Copy the passage from the CPython patch discussion below word for word, from "- The new guard" up to and including "any existing code.".

- **TEXT UNDER STUDY**:
*-*-*

2) It removed the check in object_set_class that protected the downstream code
from ever seeing statically-allocated types - that's the 'if' check here:
https://hg.python.org/cpython/rev/c0d25de5919e/#l3.97
As far as we know, this is all working exactly as designed! For example,
Serhiy's int subclass at the beginning of the thread is compatible with the int
class in the sense that the modified version of the '42' object is still a
valid Python object, all its fields are valid, it won't crash the interpreter
when deallocated, etc.
But of course what we didn't think of is that the interpreter assumes that
instances of some particular built-in types are truly immutable, and the
interpreter's internal invariants are violated if you can in any way modify an
'int' object in place. Doh.
This new patch
--------------
So the attached patch modifies the original patch by leaving the cleanups in
place, but puts back a guard in object_set_class that disallows __class__
assignment for statically-allocated types EXCEPT that it still allows it
specifically in the case of ModuleType subclasses. It also adds a big comment
explaining the purpose of the check, and adds tests to make sure that __class__
assignment is disallowed for builtin immutable types.
Analysis of the mergeability of this patch:
- We still believe that the actual compatibility checking code is strictly
better than it used to be, so in any case where these parts of the changes
affect Python's semantics, the new results should be better (i.e. less likely
to break memory safety and crash the interpreter).
- The new guard added by this patch is conservative, but allows a strict
superset of what 3.4 and earlier allowed, so it won't break any existing code.

*-*-*

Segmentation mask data
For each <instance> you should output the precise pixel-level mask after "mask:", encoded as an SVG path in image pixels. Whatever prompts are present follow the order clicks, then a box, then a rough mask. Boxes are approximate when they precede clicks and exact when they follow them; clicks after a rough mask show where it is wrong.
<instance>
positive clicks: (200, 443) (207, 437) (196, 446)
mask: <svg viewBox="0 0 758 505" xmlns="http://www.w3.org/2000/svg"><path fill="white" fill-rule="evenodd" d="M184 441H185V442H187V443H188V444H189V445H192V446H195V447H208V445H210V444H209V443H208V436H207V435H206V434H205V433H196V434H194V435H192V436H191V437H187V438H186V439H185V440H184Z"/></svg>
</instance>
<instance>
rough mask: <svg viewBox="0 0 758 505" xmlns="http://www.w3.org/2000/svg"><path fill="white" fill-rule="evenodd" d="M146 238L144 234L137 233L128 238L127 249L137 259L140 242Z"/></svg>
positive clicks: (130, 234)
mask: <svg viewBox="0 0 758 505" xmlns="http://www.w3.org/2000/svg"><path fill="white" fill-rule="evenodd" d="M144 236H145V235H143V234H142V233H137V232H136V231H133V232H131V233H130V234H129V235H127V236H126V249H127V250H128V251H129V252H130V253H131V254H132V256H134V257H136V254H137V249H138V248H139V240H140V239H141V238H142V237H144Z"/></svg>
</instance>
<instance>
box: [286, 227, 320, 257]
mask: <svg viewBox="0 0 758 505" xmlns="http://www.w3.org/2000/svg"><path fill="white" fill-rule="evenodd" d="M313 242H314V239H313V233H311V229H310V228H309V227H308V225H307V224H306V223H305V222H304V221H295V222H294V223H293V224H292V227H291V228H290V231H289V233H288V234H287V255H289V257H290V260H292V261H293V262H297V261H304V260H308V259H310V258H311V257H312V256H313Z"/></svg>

*-*-*

- **RESULT OF THIS TASK**:
- The new guard added by this patch is conservative, but allows a strict
superset of what 3.4 and earlier allowed, so it won't break any existing code.